WHAT THE EXERCISE ASKS: Rewrite every line of the records below as a numbered list, omitting any blank lines.

[Start of INPUT FOR THIS TASK]

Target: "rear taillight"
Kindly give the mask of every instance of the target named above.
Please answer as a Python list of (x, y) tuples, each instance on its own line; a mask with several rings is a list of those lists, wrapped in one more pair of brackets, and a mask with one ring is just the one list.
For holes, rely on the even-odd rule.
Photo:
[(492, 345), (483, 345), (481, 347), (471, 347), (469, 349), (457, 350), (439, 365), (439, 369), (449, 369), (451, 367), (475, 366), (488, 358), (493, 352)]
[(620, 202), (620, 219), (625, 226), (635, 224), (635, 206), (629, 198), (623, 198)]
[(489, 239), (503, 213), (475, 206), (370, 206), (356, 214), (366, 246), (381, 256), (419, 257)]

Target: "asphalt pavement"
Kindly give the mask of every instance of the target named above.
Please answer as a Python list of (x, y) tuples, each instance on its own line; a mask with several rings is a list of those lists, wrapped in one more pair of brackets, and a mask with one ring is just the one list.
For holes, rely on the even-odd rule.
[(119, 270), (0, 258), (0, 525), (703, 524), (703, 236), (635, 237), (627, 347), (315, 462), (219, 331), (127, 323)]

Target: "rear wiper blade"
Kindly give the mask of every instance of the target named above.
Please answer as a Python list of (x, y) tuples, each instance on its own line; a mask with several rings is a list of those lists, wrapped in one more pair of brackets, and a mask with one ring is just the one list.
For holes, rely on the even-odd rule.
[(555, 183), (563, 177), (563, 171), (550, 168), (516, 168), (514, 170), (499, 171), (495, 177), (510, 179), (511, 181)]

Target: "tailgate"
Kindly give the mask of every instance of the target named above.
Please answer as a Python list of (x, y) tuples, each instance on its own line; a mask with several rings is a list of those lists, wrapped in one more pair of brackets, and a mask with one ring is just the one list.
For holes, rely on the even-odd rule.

[End of INPUT FOR THIS TASK]

TASK RESULT:
1. Target: "rear taillight"
2. Kindly give the mask of every instance of the target named above.
3. Please answer as a Python list of (x, y) tuples, each instance on its own line; a mask with several rings is a list of those lists, wrapped in one more pair of brackets, and a mask with one ring is just the one list.
4. For holes, rely on the even-odd rule.
5. Photo:
6. [(492, 345), (483, 345), (481, 347), (471, 347), (469, 349), (457, 350), (439, 365), (439, 369), (449, 369), (451, 367), (475, 366), (488, 358), (493, 352)]
7. [(620, 202), (620, 219), (625, 226), (635, 224), (635, 206), (629, 198), (623, 198)]
8. [(489, 239), (503, 213), (475, 206), (370, 206), (356, 214), (366, 246), (381, 256), (419, 257)]
9. Target: "asphalt pavement"
10. Kindly give the mask of every instance of the target named above.
11. Please answer as a Python list of (x, y) tuples, each instance on its own line; a mask with several rings is a list of those lists, wrapped in one more pair of brackets, and a mask with one ring is just the one list.
12. For holes, rely on the even-odd rule.
13. [(119, 270), (0, 258), (0, 525), (703, 524), (703, 236), (635, 237), (627, 347), (315, 462), (219, 331), (127, 323)]
14. Target: "rear wiper blade"
15. Kindly give the mask of every instance of the target named above.
16. Please answer as a Python list of (x, y) tuples, each instance on its own line; a mask with several rings is a list of those lists, wrapped in one more pair of brackets, and a mask with one ring is just the one list.
17. For holes, rely on the even-odd rule.
18. [(555, 183), (563, 177), (563, 171), (550, 168), (516, 168), (514, 170), (499, 171), (495, 177), (510, 179), (511, 181)]
19. Target: "tailgate"
20. Kindly give the mask of every instance of the target named above.
21. Please answer as a Python list of (x, y) tuples, each instance on its own line; a mask with several rings is a list of those lists, wrapped in one more pair of brackets, and a mask with one ring is just the one list.
22. For holes, rely on the even-odd rule.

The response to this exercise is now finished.